• [Reading passage]:
This suggests that the ancestral bilaterian was likely relatively small and simple - large, complex, active bilaterians tend to leave traces.
Putting all of that together, I think this Urbilateria guy was most likely a simple soft-bodied "worm" with a head and tail end and perhaps a flatworm sort of nervous system.
*Very simplified because of the inevitable exceptions. For example, starfish and other echinoderms are undisputed bilaterians, but their adults have (more or less) radial symmetry and not much of a head.
***
... by the way, that's what you get when you bring up a subject I've actually read a lot about. Thank (mostly) a third-year essay assignment for the length of the above
If anything went over your head, I'm happy to explain. Just ask
So what? There are two theories and they can not both be true.

• [Referring expression pointing data]:
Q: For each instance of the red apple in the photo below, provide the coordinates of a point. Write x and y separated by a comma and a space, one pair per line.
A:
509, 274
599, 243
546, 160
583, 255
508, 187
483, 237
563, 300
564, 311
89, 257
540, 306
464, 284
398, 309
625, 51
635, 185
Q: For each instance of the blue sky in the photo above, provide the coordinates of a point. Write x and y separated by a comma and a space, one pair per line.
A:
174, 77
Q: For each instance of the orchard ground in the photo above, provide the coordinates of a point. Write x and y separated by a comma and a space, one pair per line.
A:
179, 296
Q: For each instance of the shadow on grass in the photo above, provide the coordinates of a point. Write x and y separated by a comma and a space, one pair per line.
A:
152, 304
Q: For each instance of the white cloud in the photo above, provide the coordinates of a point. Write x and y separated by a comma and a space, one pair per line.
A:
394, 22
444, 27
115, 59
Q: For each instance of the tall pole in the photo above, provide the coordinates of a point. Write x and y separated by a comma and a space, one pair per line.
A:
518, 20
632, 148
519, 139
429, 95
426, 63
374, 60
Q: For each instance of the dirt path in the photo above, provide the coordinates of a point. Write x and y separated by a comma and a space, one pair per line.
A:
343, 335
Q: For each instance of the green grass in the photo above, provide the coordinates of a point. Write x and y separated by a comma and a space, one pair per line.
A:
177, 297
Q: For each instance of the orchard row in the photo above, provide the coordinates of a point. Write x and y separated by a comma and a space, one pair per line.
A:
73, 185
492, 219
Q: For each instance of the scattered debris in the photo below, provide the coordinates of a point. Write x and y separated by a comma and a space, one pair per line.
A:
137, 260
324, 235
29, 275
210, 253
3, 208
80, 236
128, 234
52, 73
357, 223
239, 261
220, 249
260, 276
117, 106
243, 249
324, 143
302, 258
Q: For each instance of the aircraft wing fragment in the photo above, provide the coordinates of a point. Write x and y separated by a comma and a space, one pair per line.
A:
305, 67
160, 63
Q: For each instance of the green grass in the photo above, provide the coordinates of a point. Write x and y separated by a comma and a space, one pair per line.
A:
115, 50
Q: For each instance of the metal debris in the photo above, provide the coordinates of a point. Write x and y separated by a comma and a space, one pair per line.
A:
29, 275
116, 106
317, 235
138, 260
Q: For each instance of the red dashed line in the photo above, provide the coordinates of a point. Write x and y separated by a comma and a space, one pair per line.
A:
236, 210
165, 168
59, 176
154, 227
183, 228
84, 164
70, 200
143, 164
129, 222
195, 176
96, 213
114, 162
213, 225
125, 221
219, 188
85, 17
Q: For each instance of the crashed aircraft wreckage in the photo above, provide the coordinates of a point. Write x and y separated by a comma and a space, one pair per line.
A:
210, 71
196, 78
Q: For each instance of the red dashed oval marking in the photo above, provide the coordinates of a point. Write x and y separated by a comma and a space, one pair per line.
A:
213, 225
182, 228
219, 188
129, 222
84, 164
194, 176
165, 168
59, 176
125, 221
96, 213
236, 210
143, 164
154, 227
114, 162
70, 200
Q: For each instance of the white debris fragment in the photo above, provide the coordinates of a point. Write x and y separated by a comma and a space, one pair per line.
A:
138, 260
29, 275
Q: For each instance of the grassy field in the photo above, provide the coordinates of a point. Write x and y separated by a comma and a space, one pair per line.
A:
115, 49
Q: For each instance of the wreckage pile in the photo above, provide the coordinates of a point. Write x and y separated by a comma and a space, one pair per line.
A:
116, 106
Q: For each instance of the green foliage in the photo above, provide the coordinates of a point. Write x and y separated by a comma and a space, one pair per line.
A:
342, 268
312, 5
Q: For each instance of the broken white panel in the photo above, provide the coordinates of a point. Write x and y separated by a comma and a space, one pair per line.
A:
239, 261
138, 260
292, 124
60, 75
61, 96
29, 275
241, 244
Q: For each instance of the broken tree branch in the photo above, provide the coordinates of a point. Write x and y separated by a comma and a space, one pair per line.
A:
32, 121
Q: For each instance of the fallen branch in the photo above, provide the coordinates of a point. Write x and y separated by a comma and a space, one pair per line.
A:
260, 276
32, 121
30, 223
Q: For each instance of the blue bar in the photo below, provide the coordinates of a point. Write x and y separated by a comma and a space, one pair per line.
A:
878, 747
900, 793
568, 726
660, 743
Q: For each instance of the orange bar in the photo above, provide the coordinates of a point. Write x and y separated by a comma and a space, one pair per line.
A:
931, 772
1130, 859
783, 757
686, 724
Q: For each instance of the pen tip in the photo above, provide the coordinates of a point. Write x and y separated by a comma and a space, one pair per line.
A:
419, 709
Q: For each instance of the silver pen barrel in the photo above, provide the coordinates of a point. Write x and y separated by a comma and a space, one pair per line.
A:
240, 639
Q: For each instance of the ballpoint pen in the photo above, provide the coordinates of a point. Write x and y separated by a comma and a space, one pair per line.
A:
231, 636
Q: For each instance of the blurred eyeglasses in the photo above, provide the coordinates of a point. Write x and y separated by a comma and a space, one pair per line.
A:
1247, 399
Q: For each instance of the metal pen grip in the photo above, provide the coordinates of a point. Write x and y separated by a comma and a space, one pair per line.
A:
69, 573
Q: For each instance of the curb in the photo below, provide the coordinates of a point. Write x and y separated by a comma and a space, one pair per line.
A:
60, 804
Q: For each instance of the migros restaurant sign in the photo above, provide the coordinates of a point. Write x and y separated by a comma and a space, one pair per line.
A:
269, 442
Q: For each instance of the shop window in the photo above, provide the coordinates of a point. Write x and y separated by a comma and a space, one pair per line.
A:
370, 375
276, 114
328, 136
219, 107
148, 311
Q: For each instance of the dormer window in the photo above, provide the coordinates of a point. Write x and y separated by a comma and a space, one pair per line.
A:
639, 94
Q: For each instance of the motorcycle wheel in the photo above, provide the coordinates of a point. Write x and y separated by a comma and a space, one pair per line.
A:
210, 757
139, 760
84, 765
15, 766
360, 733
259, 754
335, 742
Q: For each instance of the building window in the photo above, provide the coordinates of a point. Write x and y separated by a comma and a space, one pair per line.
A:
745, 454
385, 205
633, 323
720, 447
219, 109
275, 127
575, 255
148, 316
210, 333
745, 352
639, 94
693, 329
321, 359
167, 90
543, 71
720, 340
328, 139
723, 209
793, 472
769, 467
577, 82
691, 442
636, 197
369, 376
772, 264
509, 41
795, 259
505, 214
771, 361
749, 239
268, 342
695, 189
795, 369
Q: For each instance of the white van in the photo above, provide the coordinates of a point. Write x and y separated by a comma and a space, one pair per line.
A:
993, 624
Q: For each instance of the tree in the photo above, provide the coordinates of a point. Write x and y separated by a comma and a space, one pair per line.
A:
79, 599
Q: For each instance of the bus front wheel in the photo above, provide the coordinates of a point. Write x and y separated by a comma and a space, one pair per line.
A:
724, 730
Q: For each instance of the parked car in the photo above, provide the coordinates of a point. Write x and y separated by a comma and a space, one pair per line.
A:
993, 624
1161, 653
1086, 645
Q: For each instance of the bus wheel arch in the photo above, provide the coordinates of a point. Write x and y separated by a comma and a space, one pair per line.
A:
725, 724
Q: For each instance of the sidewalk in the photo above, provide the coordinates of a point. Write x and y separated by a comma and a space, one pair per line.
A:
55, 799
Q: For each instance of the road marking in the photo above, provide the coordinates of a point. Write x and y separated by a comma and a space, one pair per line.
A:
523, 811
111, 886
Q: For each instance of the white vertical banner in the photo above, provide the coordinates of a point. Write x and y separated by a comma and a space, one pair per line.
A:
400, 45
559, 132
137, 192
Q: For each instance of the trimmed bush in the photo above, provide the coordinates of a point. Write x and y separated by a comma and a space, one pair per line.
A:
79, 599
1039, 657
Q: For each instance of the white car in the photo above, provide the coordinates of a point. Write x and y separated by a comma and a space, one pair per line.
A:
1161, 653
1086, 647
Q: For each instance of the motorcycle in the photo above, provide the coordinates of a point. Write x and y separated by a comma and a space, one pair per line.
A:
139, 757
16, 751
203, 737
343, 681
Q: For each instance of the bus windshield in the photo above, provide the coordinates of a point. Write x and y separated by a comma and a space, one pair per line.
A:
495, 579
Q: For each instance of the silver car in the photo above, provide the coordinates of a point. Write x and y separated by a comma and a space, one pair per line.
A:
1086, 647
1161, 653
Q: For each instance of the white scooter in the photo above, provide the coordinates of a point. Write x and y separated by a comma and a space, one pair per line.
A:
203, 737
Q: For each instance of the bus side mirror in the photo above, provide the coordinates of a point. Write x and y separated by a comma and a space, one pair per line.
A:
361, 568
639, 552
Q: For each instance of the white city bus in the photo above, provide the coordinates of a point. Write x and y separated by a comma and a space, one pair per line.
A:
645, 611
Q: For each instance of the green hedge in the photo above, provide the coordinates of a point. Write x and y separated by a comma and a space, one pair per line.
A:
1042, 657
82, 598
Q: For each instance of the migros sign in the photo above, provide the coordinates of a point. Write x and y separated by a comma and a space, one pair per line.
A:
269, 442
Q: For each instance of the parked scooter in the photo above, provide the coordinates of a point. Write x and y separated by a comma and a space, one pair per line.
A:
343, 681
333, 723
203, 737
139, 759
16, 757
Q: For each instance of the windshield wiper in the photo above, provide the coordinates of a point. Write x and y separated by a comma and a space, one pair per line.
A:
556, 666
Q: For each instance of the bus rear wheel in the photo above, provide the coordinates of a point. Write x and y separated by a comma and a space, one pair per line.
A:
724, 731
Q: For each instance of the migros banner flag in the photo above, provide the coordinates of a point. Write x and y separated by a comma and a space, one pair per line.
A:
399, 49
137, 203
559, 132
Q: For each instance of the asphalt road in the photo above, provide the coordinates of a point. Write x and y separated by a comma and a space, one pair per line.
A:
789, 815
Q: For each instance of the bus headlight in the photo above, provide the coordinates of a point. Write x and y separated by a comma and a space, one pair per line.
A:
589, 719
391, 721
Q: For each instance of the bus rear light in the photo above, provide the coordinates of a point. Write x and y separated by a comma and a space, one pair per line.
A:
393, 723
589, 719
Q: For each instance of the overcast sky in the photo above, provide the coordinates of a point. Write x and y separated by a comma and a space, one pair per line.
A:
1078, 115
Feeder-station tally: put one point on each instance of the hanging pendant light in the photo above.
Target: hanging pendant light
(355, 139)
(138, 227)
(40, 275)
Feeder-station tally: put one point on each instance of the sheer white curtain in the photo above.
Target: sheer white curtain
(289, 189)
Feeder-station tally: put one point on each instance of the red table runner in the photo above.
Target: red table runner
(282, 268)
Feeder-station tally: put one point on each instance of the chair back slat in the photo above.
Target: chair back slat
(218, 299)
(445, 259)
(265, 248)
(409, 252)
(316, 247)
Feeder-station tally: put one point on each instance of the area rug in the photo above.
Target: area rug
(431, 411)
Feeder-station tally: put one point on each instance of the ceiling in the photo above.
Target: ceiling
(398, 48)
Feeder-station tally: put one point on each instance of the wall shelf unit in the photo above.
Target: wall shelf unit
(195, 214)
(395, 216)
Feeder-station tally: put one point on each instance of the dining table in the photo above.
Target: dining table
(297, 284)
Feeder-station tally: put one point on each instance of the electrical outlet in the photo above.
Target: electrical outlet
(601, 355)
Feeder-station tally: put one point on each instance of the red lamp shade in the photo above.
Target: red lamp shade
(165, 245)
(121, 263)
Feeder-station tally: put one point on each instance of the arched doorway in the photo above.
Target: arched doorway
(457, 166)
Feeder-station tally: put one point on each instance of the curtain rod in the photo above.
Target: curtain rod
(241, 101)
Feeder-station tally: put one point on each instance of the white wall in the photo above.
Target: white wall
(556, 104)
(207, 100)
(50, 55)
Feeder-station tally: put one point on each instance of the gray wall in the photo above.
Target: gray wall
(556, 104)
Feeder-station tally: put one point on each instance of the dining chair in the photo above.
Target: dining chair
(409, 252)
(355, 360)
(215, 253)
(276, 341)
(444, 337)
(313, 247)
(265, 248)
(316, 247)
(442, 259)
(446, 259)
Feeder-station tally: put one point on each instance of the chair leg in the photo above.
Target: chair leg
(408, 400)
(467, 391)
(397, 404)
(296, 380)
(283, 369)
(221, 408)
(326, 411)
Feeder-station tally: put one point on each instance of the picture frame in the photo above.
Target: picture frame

• [Questions on the material]:
1 > Rewrite the paragraph of the passage on the ancestral bilaterian that begins "Putting all of that together" as a brief list of the traits it proposes for Urbilateria.
2 > According to the passage on the ancestral bilaterian, which undisputed bilaterians have adults with more or less radial symmetry?

• [Solutions to each task]:
1 >
Urbilateria was most likely:
- a simple, soft-bodied "worm"
- with a head end and a tail end
- perhaps with a flatworm-like nervous system

2 > Starfish and other echinoderms.